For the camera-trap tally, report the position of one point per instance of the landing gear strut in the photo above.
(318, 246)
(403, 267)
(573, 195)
==
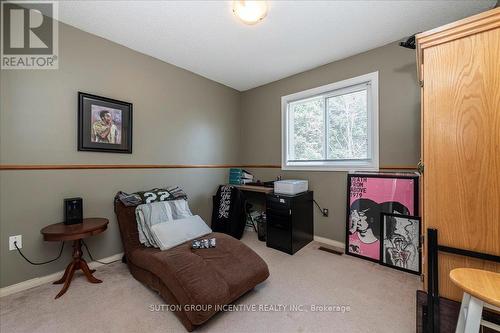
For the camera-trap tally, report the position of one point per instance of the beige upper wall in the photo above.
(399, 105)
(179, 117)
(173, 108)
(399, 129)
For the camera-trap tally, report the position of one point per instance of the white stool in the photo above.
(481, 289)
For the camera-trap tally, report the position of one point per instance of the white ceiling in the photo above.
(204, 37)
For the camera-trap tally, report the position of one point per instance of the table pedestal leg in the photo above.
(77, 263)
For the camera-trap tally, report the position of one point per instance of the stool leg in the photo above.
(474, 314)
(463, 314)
--
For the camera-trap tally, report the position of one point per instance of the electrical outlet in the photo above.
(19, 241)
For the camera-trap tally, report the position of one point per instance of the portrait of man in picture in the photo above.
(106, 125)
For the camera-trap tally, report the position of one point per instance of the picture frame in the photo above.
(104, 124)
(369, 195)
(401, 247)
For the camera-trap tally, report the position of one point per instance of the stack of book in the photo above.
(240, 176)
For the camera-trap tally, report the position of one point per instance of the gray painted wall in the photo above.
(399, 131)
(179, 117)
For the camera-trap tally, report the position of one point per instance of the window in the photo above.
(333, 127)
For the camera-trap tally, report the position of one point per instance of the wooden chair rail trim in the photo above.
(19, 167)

### WRITTEN REQUEST
Pull out each line of the entries above that contains the word "picture", copying every such line in full.

### WRITTEN RESPONSE
For the camera-trap tally, report the position of one point per instance of the portrait of man in picture in the photo above.
For the camera-trap tally, report the position of one point per instance of the picture frame in the photo above.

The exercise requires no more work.